Input for this task =
+--

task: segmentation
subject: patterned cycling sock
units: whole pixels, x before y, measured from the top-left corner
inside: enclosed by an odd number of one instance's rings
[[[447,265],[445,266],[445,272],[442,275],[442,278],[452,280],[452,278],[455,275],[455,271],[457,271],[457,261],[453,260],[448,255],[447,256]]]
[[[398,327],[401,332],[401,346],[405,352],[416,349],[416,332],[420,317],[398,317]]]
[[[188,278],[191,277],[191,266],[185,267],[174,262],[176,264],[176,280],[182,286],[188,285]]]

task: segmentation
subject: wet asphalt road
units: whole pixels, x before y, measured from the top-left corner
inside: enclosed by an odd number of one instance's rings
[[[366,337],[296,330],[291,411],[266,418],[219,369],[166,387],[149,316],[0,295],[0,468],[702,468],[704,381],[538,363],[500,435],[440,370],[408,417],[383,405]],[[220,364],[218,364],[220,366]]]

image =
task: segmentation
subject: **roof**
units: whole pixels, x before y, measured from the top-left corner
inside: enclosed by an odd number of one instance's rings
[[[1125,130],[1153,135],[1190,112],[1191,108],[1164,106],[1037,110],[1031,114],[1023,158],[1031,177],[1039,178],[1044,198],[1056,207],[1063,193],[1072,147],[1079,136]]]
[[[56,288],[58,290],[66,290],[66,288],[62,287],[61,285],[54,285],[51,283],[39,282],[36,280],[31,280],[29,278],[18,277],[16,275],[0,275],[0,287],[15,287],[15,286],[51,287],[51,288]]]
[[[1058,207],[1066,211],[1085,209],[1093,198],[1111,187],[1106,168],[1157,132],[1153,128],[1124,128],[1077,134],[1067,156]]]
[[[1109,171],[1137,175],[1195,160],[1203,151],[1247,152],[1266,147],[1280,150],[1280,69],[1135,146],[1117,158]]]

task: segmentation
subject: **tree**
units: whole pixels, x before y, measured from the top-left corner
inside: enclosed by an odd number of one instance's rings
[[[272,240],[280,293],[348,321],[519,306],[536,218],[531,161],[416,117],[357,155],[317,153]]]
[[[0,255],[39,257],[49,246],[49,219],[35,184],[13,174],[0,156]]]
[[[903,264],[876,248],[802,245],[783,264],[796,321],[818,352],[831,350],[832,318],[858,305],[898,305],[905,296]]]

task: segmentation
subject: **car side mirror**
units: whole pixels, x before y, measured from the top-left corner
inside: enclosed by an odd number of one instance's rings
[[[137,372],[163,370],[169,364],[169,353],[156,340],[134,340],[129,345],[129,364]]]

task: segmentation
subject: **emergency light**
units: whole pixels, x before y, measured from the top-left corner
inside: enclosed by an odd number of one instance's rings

+--

Aim of the task =
Using the listing above, show each line with the word "subject" in it.

Output for this exercise =
subject: patterned cycling sock
subject: wet asphalt road
subject: **roof**
subject: **tree**
subject: **car side mirror**
subject: **emergency light**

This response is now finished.